A carta sempre foi o mais sofisticado instrumento de comunicação dos seres humanos.
Paulo Francis, Folha de S.Paulo, 3 maio 1990 (1)

Poesia – pesquisando sua etimologia, Steiner (2) remete-nos à sua origem grega em poiesis, como “ação de fazer algo”, numa definição que a caracteriza como um ato. Na língua portuguesa, a palavra poesia recebe tanto a acepção de “arte de escrever em verso” – na qual está clara a noção de ato – quanto o resultado dessa atividade em si mesmo: uma composição em versos. Em geral, nos sentidos que lhes são atribuídos pelos dicionários, a poesia é apresentada como uma composição cujo conteúdo exibe uma visão emocional e/ou conceitual no trato de idéias, sentimentos, impressões, sendo, na maioria das vezes, manifestadas via associações imagéticas. Num sentido figurado, ou por extensão, a poesia recebe também sentidos como entusiasmo criador, inspiração, encanto, atrativo. Recebe, ainda, acepções que a vinculam com o que desperta o sentimento do belo; que excita a alma; o que há de comovente nas pessoas ou coisas (3).

(Entradas salvas)
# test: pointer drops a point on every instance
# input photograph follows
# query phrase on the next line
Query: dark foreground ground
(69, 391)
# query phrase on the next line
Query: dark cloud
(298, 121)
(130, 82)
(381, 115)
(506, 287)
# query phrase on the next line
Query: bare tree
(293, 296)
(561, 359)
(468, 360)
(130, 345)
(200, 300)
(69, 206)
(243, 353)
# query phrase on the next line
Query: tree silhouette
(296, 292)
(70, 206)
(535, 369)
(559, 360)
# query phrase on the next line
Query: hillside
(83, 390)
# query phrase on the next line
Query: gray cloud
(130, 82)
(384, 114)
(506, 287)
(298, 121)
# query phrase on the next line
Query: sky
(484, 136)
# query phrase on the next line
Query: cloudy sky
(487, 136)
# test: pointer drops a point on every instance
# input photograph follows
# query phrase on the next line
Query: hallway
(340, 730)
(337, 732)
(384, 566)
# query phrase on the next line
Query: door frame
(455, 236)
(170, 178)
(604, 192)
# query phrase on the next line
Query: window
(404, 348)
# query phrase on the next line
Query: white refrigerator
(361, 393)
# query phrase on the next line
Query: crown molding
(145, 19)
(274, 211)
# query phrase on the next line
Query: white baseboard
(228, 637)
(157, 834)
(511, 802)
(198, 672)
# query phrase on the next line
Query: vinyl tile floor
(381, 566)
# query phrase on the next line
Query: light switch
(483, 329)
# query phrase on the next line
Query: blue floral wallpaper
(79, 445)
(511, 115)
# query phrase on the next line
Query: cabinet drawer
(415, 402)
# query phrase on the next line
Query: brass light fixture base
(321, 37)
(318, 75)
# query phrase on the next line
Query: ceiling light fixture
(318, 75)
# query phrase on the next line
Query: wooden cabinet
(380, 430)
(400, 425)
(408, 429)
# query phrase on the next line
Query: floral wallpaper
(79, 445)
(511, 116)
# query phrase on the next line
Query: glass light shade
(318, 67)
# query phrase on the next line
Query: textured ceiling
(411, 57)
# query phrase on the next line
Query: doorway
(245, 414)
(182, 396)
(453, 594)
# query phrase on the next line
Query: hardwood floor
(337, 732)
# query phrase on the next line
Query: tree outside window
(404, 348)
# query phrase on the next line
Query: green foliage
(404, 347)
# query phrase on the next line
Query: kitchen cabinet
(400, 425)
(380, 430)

- TAREFA CURTA -
Prossiga, por favor, com o trecho sobre a poesia a partir da última frase apresentada. As entradas não têm nenhuma relação com o trecho sobre a poesia.

- RESPOSTA À TAREFA -
Outras acepções são encontradas no território da compreensão semiótica. O Dicionário de semiótica de Greimas e Courtés menciona a formulação de R. Jakobsen, que distingue entre as principais funções da linguagem, a função poética, a qual define como “a ênfase [...] posta na mensagem, por si mesma” (4). Esse dicionário apresenta a seguinte conclusão:

“Precisa-se, assim, o estatuto paradoxal do discurso poético: sintaxicamente, é um discurso abstrato, comparável por isso aos discursos praticados na lógica e nas matemáticas; semanticamente, é um discurso figurativo e, como tal, garantia de uma forte eficiência comunicativa. Não surpreende, pois, que o efeito de sentido que dele se depreende seja, como no caso do discurso sagrado, o da verdade” (5).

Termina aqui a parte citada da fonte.